*WHAT IS REQUIRED*.
Give the number of lines in the records below that include "instance". Reply with that number alone.

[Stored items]
━━━━

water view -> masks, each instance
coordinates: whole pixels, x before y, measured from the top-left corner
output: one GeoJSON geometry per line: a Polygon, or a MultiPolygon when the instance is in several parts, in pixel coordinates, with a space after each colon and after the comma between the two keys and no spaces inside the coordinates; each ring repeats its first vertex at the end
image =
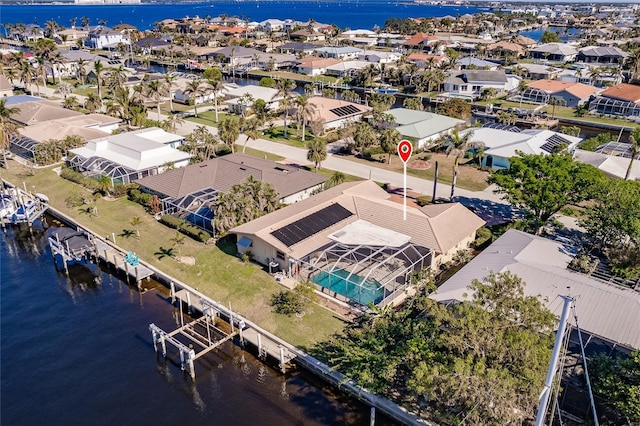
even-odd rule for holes
{"type": "Polygon", "coordinates": [[[67,277],[43,229],[0,234],[0,265],[2,424],[369,424],[368,407],[231,343],[192,382],[176,353],[153,350],[149,323],[179,323],[167,290],[140,294],[92,264],[67,277]]]}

━━━━

*WRITTEN RESPONSE*.
2